— SET PROBLEM —
Collect each line in the records below that contains the string "donkey". Case counts.
-- BEGIN RECORDS FOR PROCESSING --
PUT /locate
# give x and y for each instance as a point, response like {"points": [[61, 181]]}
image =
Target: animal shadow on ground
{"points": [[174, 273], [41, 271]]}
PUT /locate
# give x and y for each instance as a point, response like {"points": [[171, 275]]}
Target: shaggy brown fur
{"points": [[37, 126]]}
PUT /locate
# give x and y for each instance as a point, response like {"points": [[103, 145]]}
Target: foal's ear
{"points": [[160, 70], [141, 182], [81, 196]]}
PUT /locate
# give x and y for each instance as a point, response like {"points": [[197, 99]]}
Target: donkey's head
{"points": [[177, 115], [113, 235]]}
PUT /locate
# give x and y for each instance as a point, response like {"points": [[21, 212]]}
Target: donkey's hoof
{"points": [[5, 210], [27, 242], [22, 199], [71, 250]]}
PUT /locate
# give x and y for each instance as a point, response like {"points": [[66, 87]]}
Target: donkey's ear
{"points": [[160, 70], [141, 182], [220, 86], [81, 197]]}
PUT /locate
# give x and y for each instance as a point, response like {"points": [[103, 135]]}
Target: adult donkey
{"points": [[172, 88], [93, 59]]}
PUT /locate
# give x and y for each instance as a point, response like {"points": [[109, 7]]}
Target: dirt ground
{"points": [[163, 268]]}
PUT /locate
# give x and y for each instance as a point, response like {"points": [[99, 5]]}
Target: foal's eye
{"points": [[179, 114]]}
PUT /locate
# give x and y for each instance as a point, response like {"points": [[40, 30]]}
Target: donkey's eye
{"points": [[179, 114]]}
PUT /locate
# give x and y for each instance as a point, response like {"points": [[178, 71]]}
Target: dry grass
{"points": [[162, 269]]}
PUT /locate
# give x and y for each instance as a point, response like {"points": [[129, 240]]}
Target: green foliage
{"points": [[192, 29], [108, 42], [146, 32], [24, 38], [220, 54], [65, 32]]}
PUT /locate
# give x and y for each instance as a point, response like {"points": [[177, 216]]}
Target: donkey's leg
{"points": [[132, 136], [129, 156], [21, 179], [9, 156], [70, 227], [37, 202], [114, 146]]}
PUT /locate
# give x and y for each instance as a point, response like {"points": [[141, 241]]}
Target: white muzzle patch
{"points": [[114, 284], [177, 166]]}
-- END RECORDS FOR PROCESSING --
— THE SOLUTION —
Target: donkey's head
Target: donkey's hoof
Target: donkey's ear
Target: adult donkey
Target: donkey's eye
Target: donkey's leg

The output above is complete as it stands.